START Extracted material

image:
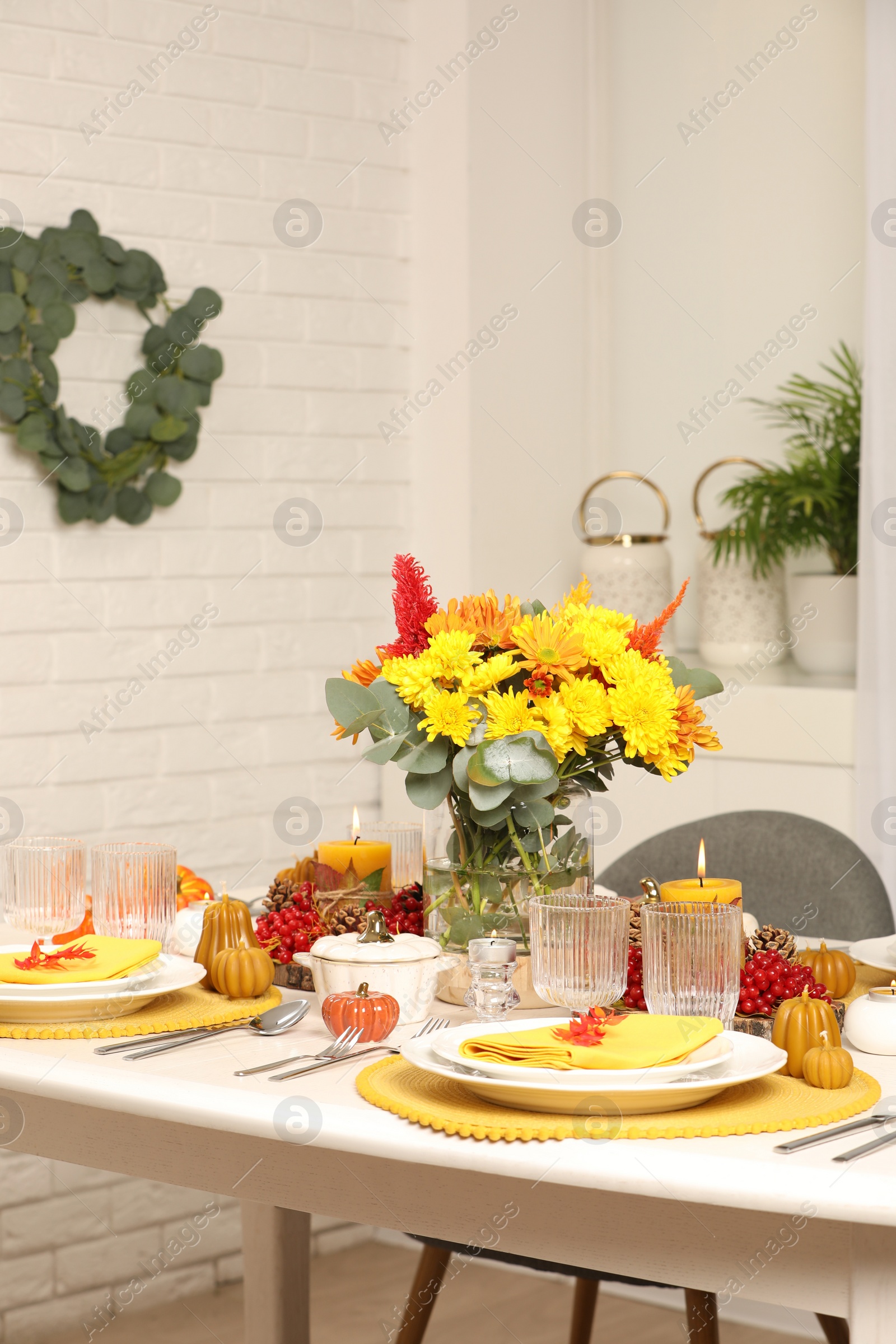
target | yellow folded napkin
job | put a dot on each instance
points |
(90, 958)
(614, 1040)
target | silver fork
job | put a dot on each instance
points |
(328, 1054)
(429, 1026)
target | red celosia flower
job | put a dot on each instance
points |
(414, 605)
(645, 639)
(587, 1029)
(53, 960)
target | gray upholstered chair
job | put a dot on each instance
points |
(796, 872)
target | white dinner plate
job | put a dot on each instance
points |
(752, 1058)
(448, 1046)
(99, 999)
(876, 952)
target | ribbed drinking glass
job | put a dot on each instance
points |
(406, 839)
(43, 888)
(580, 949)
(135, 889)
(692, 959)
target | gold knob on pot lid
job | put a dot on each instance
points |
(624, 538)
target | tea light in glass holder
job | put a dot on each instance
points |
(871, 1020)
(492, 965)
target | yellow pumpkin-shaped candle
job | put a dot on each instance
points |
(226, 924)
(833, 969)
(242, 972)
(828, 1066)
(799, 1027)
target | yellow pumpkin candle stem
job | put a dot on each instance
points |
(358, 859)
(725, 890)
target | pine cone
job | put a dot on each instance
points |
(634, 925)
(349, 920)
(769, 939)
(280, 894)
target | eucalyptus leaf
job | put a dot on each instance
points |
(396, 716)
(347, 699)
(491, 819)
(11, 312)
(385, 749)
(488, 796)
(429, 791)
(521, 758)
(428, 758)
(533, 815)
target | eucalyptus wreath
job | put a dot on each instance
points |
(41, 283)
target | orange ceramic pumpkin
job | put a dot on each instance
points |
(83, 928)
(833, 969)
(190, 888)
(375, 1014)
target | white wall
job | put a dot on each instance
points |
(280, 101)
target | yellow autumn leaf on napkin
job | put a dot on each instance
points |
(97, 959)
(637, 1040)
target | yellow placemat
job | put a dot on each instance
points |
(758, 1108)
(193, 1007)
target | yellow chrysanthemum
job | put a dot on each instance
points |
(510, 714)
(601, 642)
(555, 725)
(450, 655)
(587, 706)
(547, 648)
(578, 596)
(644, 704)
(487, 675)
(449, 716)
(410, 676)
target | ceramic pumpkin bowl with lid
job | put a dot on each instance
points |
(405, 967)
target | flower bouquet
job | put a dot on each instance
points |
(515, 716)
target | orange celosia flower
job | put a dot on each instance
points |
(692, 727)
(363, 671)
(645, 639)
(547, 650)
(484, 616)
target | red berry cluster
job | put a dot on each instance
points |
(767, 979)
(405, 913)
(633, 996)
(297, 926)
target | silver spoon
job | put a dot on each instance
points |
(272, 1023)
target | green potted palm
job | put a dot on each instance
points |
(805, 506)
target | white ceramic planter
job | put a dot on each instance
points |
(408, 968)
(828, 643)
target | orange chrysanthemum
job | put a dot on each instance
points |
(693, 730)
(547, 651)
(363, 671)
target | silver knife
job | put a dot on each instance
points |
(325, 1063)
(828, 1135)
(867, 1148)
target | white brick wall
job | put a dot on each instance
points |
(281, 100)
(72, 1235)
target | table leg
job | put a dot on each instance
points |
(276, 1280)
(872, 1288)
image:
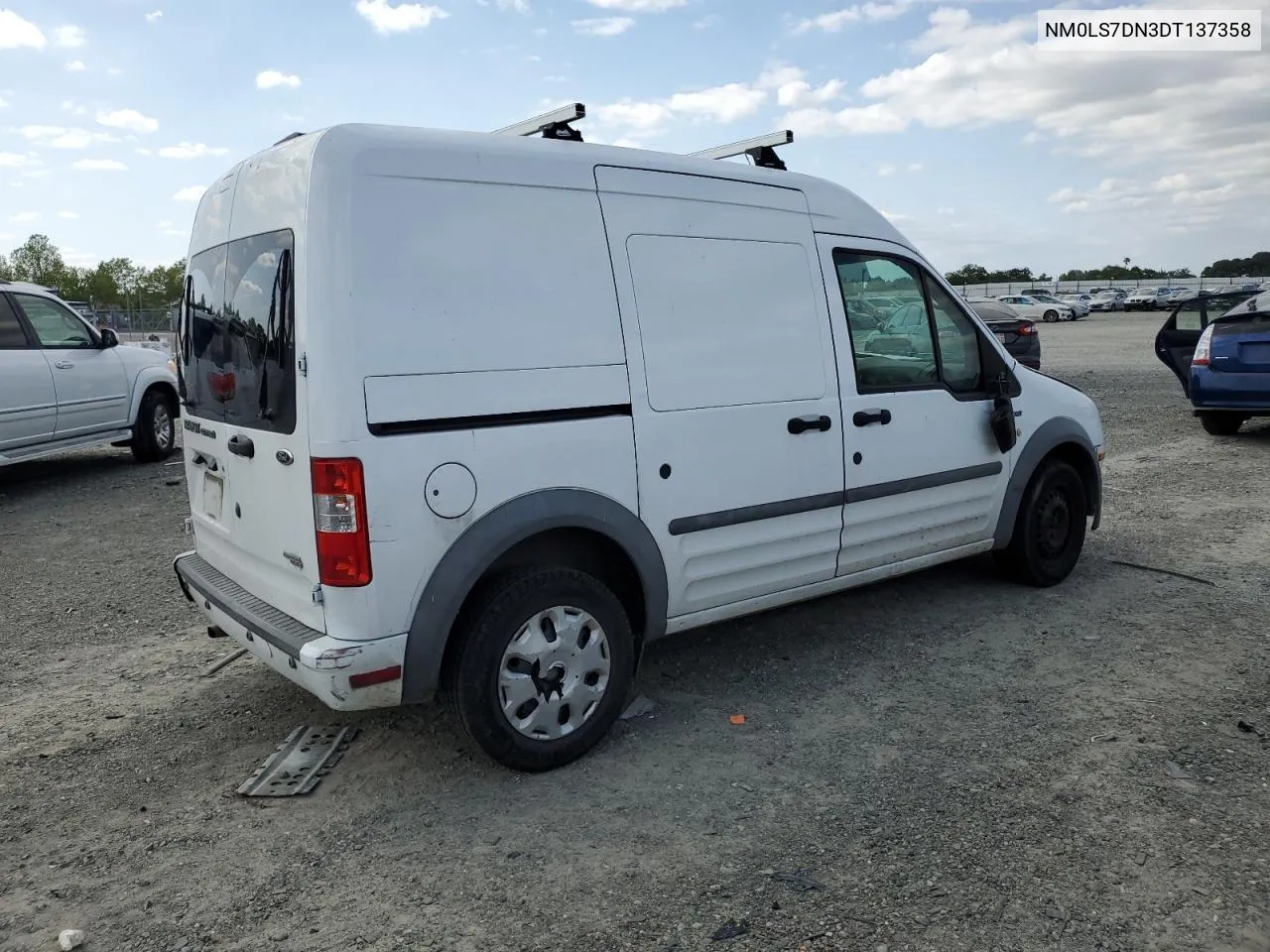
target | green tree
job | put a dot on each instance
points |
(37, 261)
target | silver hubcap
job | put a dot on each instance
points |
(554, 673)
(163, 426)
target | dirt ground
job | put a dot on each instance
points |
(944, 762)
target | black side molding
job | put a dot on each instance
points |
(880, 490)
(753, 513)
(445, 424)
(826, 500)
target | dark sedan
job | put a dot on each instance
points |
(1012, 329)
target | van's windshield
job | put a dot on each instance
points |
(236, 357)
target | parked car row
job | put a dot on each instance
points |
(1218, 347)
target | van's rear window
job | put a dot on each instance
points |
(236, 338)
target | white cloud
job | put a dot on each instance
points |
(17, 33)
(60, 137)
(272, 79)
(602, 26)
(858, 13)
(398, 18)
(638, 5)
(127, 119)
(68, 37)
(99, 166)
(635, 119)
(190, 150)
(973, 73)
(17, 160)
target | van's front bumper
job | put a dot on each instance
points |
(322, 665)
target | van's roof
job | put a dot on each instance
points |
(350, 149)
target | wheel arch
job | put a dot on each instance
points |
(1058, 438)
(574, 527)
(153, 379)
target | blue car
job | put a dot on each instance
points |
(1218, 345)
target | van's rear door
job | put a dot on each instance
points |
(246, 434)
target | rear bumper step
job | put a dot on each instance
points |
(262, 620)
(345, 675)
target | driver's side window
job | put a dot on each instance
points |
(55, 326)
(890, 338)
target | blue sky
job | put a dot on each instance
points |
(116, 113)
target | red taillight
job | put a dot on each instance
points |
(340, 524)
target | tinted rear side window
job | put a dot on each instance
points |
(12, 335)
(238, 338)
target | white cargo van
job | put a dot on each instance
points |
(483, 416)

END Extracted material
START Extracted material

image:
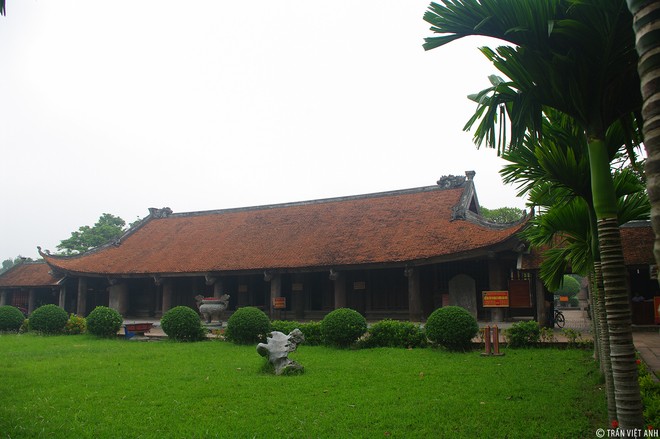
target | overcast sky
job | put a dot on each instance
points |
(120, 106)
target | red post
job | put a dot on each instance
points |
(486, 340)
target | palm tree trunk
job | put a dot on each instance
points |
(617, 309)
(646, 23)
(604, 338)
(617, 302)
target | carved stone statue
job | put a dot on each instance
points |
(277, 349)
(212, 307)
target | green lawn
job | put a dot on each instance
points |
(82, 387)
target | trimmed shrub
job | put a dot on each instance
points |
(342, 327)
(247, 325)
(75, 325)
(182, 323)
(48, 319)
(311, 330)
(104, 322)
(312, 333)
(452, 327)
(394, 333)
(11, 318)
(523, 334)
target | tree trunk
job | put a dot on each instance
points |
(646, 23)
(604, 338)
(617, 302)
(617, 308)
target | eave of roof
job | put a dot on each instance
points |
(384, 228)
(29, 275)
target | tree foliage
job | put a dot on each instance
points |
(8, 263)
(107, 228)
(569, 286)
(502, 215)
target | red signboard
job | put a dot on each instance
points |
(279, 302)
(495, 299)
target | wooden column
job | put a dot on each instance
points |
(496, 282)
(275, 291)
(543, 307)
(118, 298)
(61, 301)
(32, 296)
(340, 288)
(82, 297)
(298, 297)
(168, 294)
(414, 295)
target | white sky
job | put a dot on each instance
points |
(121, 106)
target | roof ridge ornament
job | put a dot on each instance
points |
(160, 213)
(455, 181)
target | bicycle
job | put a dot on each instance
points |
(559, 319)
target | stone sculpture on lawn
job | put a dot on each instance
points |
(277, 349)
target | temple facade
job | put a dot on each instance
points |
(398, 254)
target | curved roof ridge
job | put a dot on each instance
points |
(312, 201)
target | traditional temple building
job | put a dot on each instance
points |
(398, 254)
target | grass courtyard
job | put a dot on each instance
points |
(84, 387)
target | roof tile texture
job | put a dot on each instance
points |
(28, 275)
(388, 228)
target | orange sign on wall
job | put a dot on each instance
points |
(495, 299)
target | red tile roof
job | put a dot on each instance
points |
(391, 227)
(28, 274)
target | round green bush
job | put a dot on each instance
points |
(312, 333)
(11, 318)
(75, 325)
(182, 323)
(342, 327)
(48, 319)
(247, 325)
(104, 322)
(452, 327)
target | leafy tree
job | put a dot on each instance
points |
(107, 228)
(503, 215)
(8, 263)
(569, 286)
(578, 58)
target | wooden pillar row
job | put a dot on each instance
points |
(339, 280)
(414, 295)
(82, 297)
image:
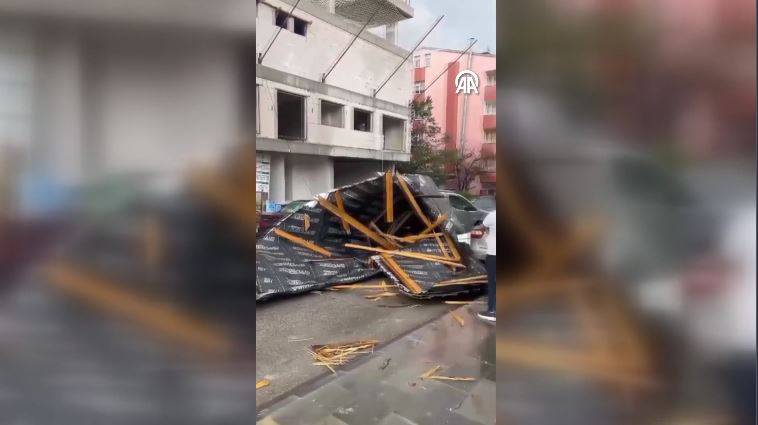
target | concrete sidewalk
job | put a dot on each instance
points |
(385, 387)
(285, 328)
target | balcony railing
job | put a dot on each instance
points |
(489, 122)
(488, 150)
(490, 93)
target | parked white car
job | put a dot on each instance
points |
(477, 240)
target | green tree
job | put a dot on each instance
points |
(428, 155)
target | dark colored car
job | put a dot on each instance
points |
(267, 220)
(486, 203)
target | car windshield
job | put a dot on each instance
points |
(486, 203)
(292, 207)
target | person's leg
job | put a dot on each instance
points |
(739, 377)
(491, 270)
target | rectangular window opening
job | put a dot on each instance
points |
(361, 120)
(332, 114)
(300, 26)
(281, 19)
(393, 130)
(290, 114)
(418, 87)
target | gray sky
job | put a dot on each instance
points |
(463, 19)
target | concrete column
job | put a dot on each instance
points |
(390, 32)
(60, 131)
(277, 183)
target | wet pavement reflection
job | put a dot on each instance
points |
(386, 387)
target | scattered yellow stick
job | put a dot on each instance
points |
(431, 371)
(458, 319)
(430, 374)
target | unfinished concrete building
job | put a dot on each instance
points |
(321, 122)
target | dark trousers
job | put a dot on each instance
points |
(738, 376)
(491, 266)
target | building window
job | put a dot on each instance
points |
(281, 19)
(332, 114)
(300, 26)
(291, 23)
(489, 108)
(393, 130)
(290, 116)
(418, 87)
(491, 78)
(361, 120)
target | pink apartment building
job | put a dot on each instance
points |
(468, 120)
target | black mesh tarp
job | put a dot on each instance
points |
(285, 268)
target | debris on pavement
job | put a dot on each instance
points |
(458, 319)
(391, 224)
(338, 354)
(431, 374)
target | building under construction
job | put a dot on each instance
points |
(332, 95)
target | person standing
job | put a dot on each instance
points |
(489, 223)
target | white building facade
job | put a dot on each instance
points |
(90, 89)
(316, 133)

END Extracted material

### Assigned task
Only a number is expected: the count of lines in the entries that include the string "concrete".

### Written solution
3